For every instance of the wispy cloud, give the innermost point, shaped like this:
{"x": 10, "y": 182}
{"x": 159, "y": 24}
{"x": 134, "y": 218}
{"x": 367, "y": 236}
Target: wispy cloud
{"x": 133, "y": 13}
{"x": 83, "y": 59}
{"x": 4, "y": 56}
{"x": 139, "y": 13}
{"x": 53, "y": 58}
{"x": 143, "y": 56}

────────

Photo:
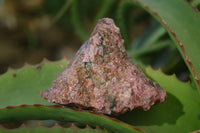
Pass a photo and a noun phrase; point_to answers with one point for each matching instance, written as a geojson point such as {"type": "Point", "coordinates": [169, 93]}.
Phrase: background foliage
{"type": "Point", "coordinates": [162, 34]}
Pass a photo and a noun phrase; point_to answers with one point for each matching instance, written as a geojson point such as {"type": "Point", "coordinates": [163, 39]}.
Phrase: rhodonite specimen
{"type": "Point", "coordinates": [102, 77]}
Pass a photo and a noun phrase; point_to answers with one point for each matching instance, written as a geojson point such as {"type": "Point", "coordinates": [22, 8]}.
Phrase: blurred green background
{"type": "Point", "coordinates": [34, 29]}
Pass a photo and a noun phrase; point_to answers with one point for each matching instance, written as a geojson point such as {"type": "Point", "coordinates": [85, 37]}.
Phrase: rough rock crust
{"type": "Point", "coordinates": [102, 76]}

────────

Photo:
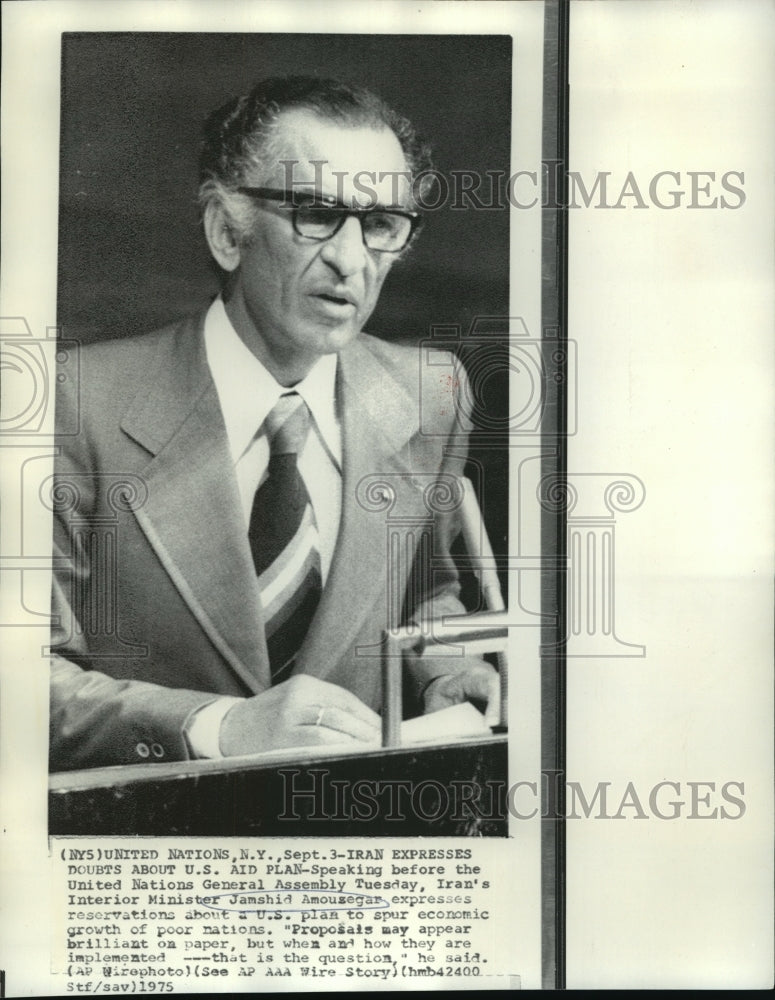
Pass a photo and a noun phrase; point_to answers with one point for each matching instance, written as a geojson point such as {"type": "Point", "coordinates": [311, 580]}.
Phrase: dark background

────────

▶ DIRECTIVE
Report only the number of lines in the material above that contain the string "background". Treat uppercase and lowercase letters as different.

▶ FULL SOLUTION
3